• Task goal:
Leave out the pictures and repeat everything else in the records exactly.

• Supplied data:
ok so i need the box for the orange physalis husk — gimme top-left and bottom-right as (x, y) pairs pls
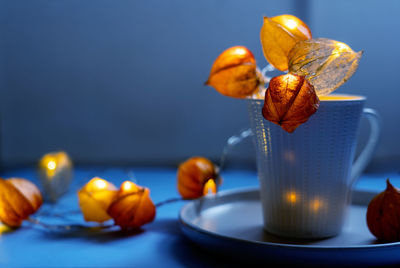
(177, 156), (220, 199)
(78, 177), (118, 223)
(0, 178), (43, 227)
(367, 179), (400, 241)
(288, 38), (363, 96)
(107, 181), (156, 230)
(206, 46), (261, 98)
(260, 14), (312, 71)
(262, 73), (320, 133)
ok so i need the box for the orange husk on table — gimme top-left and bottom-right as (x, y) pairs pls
(107, 181), (156, 230)
(78, 177), (118, 223)
(177, 156), (220, 199)
(367, 179), (400, 242)
(262, 73), (320, 133)
(0, 178), (42, 227)
(260, 14), (312, 71)
(206, 46), (261, 98)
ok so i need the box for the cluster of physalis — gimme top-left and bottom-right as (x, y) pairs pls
(0, 154), (220, 231)
(2, 14), (398, 242)
(0, 177), (156, 230)
(204, 14), (400, 242)
(206, 14), (362, 132)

• Task solution:
ok so i need the box for the orange physalis husk — gimme top-left and bottom-right as (x, y) pairs pls
(177, 156), (220, 199)
(78, 177), (118, 223)
(0, 178), (43, 227)
(367, 179), (400, 241)
(288, 38), (363, 96)
(107, 181), (156, 230)
(206, 46), (261, 98)
(260, 14), (312, 71)
(262, 73), (320, 133)
ok so i need the box for the orange husk on table — gimme top-left and bottom-right as (x, y) pairs pls
(107, 181), (156, 230)
(78, 177), (118, 223)
(177, 156), (220, 199)
(367, 179), (400, 242)
(262, 73), (320, 133)
(0, 178), (42, 227)
(260, 14), (312, 71)
(206, 46), (261, 98)
ok so i need the box for the cluster of physalis — gimme top-left and bottom-right as (x, y) pairs pls
(0, 154), (220, 231)
(2, 14), (398, 242)
(0, 177), (156, 230)
(204, 14), (400, 242)
(206, 14), (362, 132)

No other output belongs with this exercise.